Existing libraries you can use or reference

Several open-source projects implement cloud detection patterns:

  • cloud-detect (Python, pip install cloud-detect): Detects AWS, GCP, Azure, Alibaba, DigitalOcean, Oracle via filesystem + metadata
  • cloud-detect-js (Node, npm install cloud-detect-js): JavaScript port with similar feature coverage
  • banzaicloud/satellite (Go): Uses two-tier detection with sysfs first, then metadata fallback
  • OpenTelemetry Resource Detectors: Production-grade detectors across Node.js, Python, Go — use @opentelemetry/resource-detector-aws, @opentelemetry/resource-detector-gcp, etc.

The OpenTelemetry approach is particularly well-suited for telemetry libraries since it follows established semantic conventions for resource attributes.


Best practices for telemetry provider detection

Detection order should prioritize speed and reliability: environment variables (instant) → filesystem checks (<1ms) → DMI/sysfs (<10ms) → metadata services (100-500ms with timeout). Always cache results since the provider cannot change during process lifetime.

Privacy considerations: Collect only necessary identifiers (provider name, region), not instance IDs or machine identifiers. Allow users to opt out via environment variable like DISABLE_PROVIDER_DETECTION=true. Document what data is collected.

Fallback handling: Return { provider: 'unknown', confidence: 'low' } rather than throwing errors. Log detection method used for debugging. Consider exposing a FORCE_PROVIDER environment variable for testing and manual override.

Quick reference detection table

Provider Primary Detection Secondary Detection
E2B E2B_SANDBOX="true" /run/e2b/.E2B_SANDBOX
Vercel VERCEL="1" LAMBDA_TASK_ROOT, EdgeRuntime global
Modal MODAL_IS_REMOTE="1" MODAL_CLOUD_PROVIDER
Fly.io FLY_APP_NAME FLY_MACHINE_ID, FLY_REGION
Replit REPL_ID .replit file, REPLIT_DB_URL
CodeSandbox CODESANDBOX_HOST CSB_BASE_PREVIEW_HOST
Daytona Username daytona /home/daytona, ~/.daytona
GitHub Codespaces CODESPACES="true" CODESPACE_NAME
Railway RAILWAY_ENVIRONMENT RAILWAY_PROJECT_ID
Render RENDER="true" RENDER_SERVICE_ID

[Pointing dataset records]
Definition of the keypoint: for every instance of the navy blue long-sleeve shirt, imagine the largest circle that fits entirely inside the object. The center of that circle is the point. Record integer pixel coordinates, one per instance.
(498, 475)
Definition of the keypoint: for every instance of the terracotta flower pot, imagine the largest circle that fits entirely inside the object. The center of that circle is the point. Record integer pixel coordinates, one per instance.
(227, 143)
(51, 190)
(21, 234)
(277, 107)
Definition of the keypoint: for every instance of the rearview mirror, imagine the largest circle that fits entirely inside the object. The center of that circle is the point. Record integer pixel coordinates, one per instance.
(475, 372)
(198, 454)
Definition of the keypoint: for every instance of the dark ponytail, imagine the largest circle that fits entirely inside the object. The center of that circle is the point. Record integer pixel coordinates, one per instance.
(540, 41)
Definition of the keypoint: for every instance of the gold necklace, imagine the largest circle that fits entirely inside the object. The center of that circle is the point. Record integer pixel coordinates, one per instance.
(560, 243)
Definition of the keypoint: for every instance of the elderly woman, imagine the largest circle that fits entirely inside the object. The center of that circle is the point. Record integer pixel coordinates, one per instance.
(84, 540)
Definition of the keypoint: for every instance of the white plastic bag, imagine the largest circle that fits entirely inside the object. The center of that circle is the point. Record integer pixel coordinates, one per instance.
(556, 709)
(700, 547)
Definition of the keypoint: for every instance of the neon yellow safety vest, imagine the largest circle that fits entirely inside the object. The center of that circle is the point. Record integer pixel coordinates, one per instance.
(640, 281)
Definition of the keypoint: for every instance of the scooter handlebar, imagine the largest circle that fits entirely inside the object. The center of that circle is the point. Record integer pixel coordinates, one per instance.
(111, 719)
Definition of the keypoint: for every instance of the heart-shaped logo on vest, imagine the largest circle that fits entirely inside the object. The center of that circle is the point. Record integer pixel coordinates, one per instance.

_EXERCISE TASKS:_
(a) Translate this sentence from the passage on cloud provider detection into Spanish: "Always cache results since the provider cannot change during process lifetime."
(b) Answer these questions using the passage on cloud provider detection:
(i) Which library uses sysfs first and then falls back to metadata?
(ii) What environment variable is given as an example for letting users opt out of detection?
(iii) What is the primary detection for Fly.io in the reference table?
The listing has no connection to the passage on cloud provider detection.

_ANSWERS TO EACH TASK:_
(a) Almacene siempre los resultados en caché, ya que el proveedor no puede cambiar durante la vida útil del proceso.

(b)
(i) banzaicloud/satellite
(ii) DISABLE_PROVIDER_DETECTION=true
(iii) FLY_APP_NAME